**GIVEN PROBLEM:**
Quote the line containing "Please identify the cabinet" and all lines that follow it in the listing below, exactly as written.
□ □ □ □
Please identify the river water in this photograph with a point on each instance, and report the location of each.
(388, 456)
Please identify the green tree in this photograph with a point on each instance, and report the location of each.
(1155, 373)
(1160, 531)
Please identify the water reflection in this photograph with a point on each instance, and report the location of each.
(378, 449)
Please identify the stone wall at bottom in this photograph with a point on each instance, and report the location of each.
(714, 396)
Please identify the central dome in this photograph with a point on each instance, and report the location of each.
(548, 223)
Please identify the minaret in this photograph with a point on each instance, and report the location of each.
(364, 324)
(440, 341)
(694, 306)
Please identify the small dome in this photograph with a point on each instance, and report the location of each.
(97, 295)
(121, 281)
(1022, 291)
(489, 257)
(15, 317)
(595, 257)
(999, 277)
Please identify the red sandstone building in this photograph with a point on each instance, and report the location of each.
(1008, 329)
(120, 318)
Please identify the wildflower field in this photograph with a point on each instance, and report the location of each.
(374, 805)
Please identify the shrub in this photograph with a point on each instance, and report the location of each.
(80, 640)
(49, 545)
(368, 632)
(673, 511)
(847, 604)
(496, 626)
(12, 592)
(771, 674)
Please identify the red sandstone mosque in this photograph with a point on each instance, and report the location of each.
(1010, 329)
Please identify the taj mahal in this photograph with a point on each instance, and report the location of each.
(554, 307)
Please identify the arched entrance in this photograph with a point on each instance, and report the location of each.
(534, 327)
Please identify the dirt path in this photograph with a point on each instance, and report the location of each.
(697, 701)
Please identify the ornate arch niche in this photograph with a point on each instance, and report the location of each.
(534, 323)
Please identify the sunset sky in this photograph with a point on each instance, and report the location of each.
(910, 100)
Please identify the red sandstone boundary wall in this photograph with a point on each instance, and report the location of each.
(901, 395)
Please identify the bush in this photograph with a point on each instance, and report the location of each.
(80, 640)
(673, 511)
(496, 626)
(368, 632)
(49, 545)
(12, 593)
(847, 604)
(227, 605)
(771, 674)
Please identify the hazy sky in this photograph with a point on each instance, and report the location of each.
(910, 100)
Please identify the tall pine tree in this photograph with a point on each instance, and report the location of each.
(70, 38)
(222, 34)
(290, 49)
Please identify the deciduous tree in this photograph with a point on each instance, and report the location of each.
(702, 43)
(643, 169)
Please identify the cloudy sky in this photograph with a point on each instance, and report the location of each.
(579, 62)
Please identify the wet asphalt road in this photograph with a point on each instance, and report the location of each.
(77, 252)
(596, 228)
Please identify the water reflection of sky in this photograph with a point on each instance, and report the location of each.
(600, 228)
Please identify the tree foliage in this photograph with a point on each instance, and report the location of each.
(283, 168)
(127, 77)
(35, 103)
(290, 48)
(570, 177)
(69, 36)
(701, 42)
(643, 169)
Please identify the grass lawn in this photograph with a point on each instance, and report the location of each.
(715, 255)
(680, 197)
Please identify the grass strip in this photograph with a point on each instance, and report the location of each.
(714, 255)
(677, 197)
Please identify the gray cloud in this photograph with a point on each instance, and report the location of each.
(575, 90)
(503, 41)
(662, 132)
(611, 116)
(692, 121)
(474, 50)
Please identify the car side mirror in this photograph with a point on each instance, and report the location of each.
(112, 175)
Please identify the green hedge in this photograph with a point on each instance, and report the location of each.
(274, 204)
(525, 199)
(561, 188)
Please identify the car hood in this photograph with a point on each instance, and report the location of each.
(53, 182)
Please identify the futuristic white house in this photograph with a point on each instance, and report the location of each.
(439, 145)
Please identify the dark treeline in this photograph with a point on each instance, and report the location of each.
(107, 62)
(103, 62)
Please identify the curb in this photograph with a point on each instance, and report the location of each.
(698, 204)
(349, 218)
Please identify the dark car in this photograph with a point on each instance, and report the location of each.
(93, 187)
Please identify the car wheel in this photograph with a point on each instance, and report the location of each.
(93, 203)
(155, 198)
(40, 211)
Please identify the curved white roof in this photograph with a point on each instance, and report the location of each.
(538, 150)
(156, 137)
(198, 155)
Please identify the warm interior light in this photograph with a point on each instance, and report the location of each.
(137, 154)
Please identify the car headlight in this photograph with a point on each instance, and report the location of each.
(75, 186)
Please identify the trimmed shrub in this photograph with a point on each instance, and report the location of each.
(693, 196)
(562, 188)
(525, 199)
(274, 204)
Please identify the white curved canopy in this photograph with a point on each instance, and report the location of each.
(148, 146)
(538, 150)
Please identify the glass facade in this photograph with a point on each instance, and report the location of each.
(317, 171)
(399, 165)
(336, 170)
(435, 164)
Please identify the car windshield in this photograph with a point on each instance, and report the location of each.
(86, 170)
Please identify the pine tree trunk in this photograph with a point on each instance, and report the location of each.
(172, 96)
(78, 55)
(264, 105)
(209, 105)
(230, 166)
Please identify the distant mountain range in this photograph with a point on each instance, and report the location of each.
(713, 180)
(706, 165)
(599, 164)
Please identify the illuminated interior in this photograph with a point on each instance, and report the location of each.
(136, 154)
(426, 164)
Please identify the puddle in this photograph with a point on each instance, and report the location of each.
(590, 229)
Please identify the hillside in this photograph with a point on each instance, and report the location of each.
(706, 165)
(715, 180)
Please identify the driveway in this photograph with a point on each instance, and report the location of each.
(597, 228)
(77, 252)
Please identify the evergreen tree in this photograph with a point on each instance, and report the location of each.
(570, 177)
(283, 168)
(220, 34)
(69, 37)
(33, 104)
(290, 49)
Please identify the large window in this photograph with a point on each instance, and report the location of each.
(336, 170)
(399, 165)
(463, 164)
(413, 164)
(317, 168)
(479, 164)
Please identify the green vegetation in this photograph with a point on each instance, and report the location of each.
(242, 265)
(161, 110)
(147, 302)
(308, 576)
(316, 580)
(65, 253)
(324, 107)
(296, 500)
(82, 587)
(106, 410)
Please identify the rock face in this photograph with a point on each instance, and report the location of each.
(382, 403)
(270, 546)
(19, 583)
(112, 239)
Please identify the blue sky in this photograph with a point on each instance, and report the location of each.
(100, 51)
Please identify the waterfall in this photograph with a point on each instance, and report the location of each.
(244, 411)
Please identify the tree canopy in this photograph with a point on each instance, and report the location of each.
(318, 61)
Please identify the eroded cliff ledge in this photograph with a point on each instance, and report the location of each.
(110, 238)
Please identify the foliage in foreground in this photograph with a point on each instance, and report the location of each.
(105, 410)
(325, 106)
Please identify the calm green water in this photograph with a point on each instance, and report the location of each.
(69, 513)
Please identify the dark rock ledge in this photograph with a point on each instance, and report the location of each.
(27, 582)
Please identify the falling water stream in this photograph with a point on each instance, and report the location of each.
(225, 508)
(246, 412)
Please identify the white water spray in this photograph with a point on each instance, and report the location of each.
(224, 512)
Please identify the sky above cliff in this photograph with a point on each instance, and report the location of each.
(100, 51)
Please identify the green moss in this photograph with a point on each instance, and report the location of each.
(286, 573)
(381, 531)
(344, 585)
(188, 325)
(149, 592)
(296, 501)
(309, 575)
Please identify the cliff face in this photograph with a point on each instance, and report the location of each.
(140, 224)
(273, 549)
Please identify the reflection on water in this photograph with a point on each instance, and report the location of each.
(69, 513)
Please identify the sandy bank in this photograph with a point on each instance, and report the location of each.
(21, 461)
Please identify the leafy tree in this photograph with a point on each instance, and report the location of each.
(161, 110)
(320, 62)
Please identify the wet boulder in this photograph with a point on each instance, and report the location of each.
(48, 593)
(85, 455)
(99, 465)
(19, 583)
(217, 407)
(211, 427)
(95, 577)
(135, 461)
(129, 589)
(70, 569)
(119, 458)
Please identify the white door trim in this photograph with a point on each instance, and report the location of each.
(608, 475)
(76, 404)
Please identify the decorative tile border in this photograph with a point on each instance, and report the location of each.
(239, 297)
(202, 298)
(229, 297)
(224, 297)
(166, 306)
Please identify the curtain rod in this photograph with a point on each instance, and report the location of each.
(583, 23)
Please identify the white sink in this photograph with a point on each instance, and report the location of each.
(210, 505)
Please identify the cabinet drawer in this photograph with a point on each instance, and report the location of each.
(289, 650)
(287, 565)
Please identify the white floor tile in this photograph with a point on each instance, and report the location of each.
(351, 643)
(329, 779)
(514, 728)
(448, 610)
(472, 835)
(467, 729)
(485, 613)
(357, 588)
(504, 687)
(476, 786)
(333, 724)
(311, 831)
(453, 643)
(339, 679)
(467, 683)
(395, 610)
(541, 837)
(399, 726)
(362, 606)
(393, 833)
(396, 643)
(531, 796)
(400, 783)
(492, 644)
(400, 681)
□ □ □ □
**CORRECT ANSWER:**
Please identify the cabinet drawer in this photograph with a point on each instance, and report the location of each.
(289, 650)
(287, 565)
Please identify the white floor tile in this photograph with a point on each instance, and report the location of each.
(351, 643)
(329, 779)
(514, 728)
(448, 610)
(472, 835)
(467, 729)
(485, 613)
(357, 588)
(504, 687)
(476, 786)
(333, 724)
(311, 831)
(453, 643)
(339, 679)
(467, 683)
(395, 610)
(541, 837)
(399, 726)
(362, 606)
(393, 833)
(396, 643)
(531, 796)
(400, 783)
(492, 644)
(400, 681)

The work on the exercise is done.